TASK REQUIREMENTS » Render the lines as a Markdown table with the columns Row and Line, starting at the first line and ending at the line that contains "102L655 127L656 161L676", both included. Number the rows and omit any blank lines.

EXTRACTED RECORDS »
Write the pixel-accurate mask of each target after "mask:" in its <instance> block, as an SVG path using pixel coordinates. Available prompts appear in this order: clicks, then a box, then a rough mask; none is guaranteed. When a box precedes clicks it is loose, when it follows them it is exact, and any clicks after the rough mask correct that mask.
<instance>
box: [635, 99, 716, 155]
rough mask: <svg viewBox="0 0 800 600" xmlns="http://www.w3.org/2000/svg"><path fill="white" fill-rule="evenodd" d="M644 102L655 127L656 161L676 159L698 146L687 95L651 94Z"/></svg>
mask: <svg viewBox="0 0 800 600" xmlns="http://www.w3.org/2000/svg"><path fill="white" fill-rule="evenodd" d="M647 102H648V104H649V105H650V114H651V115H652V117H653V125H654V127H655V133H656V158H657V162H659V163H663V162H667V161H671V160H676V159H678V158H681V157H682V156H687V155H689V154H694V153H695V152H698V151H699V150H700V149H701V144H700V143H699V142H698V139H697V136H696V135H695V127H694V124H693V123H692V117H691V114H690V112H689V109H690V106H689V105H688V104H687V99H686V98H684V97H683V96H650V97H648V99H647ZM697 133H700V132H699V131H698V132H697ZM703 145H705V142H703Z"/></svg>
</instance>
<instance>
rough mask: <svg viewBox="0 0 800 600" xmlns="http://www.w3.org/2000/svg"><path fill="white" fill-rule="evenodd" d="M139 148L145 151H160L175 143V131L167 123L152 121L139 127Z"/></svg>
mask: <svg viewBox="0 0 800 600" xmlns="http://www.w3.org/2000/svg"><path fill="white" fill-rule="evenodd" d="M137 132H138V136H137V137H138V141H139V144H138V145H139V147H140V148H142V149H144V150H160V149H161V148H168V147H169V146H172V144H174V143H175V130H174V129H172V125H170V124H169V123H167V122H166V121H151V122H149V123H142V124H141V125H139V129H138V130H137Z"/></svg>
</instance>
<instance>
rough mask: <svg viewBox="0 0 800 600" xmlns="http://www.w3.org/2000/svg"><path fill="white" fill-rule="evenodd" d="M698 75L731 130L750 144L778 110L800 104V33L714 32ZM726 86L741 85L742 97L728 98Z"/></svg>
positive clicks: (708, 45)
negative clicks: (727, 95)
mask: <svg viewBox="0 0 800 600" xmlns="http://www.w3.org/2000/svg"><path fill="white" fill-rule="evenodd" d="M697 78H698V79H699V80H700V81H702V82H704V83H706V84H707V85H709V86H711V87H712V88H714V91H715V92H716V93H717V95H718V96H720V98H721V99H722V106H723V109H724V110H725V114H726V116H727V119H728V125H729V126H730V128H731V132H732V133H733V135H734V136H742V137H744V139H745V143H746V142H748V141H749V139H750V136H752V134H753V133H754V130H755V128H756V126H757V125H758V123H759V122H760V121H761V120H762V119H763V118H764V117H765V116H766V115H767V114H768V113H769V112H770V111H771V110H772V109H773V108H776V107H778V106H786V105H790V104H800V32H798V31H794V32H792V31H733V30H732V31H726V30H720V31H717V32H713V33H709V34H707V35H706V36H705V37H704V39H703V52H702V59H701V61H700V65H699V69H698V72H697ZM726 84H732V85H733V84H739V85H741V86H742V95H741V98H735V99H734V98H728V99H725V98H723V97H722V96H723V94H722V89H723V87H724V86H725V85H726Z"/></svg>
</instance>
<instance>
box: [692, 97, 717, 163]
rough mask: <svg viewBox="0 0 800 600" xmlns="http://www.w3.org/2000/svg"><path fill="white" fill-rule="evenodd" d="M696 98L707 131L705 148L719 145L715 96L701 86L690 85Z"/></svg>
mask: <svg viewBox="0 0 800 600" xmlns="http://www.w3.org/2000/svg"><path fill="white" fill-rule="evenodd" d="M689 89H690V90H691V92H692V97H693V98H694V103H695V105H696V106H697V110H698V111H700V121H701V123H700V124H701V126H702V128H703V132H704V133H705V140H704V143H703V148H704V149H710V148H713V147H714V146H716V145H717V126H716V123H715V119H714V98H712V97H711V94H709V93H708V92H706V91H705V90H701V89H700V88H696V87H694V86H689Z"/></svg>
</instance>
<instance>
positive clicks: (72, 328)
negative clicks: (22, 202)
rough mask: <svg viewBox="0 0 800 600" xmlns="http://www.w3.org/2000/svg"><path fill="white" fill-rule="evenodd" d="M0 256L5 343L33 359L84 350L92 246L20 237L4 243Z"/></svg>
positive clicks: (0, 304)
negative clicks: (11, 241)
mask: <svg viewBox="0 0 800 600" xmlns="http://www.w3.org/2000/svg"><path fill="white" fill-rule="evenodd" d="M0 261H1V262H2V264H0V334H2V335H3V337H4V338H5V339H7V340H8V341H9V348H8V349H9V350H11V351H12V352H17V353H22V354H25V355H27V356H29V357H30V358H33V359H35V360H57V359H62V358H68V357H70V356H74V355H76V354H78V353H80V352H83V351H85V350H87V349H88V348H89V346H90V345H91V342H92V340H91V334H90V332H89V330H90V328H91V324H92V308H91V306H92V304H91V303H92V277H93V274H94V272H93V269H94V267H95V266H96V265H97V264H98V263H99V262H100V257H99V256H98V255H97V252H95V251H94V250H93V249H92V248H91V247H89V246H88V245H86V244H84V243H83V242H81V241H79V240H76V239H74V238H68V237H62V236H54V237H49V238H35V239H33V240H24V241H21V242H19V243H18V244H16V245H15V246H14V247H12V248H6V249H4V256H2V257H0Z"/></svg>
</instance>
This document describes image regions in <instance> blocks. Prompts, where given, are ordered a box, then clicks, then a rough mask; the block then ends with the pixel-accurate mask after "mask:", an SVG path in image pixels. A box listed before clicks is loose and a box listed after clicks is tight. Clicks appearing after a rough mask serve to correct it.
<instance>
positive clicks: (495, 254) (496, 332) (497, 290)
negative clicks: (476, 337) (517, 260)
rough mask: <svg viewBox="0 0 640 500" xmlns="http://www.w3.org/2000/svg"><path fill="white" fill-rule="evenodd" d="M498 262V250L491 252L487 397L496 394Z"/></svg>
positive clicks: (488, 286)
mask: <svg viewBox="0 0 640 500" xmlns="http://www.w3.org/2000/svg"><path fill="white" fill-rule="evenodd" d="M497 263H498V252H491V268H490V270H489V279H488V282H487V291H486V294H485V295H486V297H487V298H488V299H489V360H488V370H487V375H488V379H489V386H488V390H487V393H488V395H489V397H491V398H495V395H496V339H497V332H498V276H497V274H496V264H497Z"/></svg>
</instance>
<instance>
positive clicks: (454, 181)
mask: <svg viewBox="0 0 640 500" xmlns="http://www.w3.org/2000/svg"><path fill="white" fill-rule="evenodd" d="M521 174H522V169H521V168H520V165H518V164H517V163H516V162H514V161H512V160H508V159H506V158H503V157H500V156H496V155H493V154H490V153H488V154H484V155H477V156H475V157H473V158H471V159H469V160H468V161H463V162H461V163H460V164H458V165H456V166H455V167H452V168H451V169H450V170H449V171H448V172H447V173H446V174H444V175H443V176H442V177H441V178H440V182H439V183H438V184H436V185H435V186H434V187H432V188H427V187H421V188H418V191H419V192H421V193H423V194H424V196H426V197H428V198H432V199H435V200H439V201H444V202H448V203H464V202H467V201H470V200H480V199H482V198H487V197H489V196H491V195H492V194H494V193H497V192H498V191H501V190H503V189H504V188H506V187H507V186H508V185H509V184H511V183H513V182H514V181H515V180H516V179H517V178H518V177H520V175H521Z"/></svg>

RESPONSE »
| Row | Line |
|---|---|
| 1 | Write the pixel-accurate mask of each target after "mask:" in its <instance> block, as an SVG path using pixel coordinates. Available prompts appear in this order: clicks, then a box, then a rough mask; none is guaranteed. When a box precedes clicks it is loose, when it follows them it is exact, and any clicks after the rough mask correct that mask. |
| 2 | <instance> |
| 3 | box: [635, 99, 716, 155] |
| 4 | rough mask: <svg viewBox="0 0 800 600" xmlns="http://www.w3.org/2000/svg"><path fill="white" fill-rule="evenodd" d="M644 102L655 127L656 161L676 159L698 146L687 95L651 94Z"/></svg> |